> [RECORDED DATA]
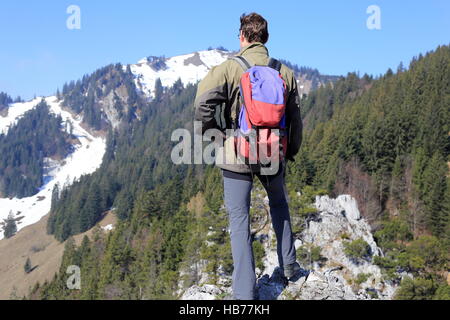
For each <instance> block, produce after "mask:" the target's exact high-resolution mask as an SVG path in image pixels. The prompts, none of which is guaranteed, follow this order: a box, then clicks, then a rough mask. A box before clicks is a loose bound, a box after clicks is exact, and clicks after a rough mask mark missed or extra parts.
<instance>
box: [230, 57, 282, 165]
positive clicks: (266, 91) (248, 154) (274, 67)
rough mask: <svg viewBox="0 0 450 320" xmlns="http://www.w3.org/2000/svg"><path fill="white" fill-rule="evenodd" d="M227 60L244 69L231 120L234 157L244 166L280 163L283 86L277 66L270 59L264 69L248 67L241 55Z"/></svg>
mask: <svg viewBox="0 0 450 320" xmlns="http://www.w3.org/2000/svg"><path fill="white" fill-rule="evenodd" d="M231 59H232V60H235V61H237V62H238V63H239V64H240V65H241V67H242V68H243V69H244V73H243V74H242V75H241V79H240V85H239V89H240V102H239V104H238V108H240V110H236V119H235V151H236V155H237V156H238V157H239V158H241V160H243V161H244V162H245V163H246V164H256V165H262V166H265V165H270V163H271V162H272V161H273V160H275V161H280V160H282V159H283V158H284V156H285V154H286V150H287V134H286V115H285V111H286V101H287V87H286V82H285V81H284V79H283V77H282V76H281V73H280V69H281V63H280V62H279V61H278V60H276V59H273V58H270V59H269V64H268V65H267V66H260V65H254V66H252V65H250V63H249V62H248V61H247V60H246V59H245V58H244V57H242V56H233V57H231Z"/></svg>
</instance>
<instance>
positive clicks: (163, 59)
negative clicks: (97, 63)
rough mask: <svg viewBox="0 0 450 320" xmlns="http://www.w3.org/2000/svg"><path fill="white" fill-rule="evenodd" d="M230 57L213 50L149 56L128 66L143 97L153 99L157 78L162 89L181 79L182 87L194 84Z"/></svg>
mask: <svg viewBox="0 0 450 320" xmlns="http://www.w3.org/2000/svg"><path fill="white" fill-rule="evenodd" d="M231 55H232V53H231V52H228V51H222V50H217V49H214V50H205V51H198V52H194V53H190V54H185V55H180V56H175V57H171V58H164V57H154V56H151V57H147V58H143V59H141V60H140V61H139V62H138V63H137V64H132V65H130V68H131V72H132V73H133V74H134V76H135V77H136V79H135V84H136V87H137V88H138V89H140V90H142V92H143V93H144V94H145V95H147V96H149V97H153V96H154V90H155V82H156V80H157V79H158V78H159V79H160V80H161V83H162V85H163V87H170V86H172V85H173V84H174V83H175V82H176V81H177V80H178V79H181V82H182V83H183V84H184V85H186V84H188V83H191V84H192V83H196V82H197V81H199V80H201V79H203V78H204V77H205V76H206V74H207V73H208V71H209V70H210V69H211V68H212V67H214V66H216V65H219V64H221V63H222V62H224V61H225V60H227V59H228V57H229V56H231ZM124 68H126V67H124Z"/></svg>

> [ASSIGNMENT] Search the data for the string "positive" and copy out every line where it is found.

> [OUTPUT FOR THIS EXERCISE]
positive clicks: (266, 91) (248, 154) (274, 67)
positive clicks: (163, 59)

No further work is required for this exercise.